__PAGE EXCERPT__
In re Corey E.

SPEAR, J.

The respondents appeal from the trial court’s judgment extending a previously ordered commitment of their two minor children to the department of children and families (DCF).1 They assert that Gen*368eral Statutes § 46b-129 (e)2 precludes an extension of commitment where, as here, DCF has filed a petition to terminate parental rights. We affirm the judgment of the trial court.

The trial court found the following facts. The two minor children were adjudicated neglected on March 20, 1992, and committed to the custody of DCF for a period of eighteen months. On August 10, 1993, DCF successfully petitioned the court to extend the commitment for an additional eighteen months through November 3, 1993. On October 27, 1993, the commitment was again extended to March 20, 1995.

On November 30, 1994, DCF petitioned to terminate the respondents’ parental rights to the two minor children pursuant to General Statutes § 17a-112 (a).3 These petitions have not been heard. On December 22, 1994, DCF filed petitions to extend the commitment for an additional eighteen months through September 20, 1996.

The respondents moved to strike the petition claiming that § 46b-129 (e)4 precludes DCF from moving to extend a commitment after filing a petition to terminate parental rights during the same commitment period. The court denied the motion to strike and granted the extension. This appeal followed.

*369I

We first address the question of mootness that arose at oral argument. Mootness deprives this court of subject matter jurisdiction. Loisel v. Rowe, 233 Conn. 370, 378, 660 A.2d 323 (1995); First Trust National Assn. v. Hitt, 36 Conn. App. 171, 174, 649 A.2d 798 (1994). The test for determining mootness is not “[wjhether the [respondents] would ultimately be granted relief .... The test, instead, is whether there is any practical relief this court can grant the appellant.” (Emphasis added.) Citicorp Mortgage, Inc. v. Hairiston, 34 Conn. App. 138, 138-39, 640 A.2d 146 (1994). If the minor children must remain in the custody of DCF pending the outcome of the petition to terminate parental rights, a decision by this court that the extension of the commitment was improper would afford no practical relief to the respondents. “ [I]t is not the province of appellate courts to decide moot questions, disconnected from the granting of actual relief or from the determination of which no practical relief can follow.” (Internal quotation marks omitted.) Gagnon v. Planning Commission, 24 Conn. App. 413, 415, 588 A.2d 1385 (1991), aff'd, 222 Conn. 294, 608 A.2d 1181 (1992).

__INSTRUCTIONS__
**A)** In the court opinion on the children's commitment, on what date did DCF petition to terminate the respondents' parental rights?
**B)** Write the next paragraph of the court opinion on the children's commitment, picking up after its final sentence.

__DATA SHOWN__

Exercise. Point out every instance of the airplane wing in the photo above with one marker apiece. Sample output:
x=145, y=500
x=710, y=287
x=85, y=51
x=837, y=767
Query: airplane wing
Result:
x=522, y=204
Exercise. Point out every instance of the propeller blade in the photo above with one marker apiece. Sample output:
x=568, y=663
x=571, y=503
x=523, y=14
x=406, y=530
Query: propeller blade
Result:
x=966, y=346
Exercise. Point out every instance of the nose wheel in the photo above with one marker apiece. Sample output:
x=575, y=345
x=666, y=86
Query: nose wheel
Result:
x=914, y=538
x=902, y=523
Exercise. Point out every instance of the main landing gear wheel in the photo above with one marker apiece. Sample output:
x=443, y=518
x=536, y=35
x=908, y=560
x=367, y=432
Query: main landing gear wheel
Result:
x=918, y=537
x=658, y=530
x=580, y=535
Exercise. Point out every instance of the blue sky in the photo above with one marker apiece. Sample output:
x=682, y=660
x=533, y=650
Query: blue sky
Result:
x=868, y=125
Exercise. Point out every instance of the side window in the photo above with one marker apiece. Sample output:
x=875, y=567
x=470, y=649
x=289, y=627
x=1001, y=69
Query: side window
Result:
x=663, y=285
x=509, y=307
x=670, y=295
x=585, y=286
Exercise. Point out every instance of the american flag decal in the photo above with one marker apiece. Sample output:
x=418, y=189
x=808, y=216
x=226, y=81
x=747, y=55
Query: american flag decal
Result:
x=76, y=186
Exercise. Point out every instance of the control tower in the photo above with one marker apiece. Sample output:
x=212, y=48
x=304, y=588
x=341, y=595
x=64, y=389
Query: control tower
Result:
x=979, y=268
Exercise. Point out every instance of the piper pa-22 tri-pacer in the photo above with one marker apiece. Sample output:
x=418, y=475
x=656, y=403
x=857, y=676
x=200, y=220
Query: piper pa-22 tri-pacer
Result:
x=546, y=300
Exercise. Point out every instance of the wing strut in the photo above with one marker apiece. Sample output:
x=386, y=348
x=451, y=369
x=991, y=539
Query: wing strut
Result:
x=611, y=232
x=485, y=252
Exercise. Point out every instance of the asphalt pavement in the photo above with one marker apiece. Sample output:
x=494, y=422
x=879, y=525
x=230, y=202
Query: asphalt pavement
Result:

__ANSWERS TO THE PROBLEMS__
**A)** November 30, 1994.

**B)**
Section 46b-129 (d)5 provides for a maximum period of commitment of eighteen months. Because the previous commitment has expired, the minor children will have to be returned to the respondents if we determine that the extension was improper. The return of the respondents’ children pending the resolution of the termination petition, even if it is only for a short period of time, is sufficient practical relief to accord this court subject matter jurisdiction.

II

The respondents contend that once a child is committed to DCF pursuant to § 46b-129, DCF can elect only *370one of three statutory options ninety days prior to the end of the maximum period of commitment. DCF can petition the court (1) to revoke the commitment, (2) to terminate parental rights, or (3) to extend the commitment period, but DCF, they assert, cannot seek both an extension of commitment and a termination of parental rights. The respondents proffer two arguments in support of their claim. First, they assert that because the statute uses the disjunctive “or,” DCF is limited to one alternative by the statute’s plain language. Second, the respondents assert that the legislature intended that, within the eighteen months following commitment, or within any extension of the commitment, DCF should develop a plan either to reunite the family or to terminate parental rights. If DCF cannot make that determination within eighteen months, it may seek an extension of the commitment. During such an extended commitment period, DCF would again have an opportunity to decide whether to seek reunion of the family or termination of parental rights. Because both arguments turn on the intent of the legislature, they will be discussed together.

“[I]t is axiomatic that the process of statutory interpretation involves a reasoned search for the intention of the legislature. ... In seeking to discern that intent, we look to the words of the statute itself, to the legislative history and circumstances surrounding its enactment, to the legislative policy it was designed to implement, and to its relationship to existing legislation and common law principles governing the same general subject matter.” (Citations omitted; internal quotation marks omitted.) Frillici v. Westport, 231 Conn. 418, 431, 650 A.2d 557 (1994).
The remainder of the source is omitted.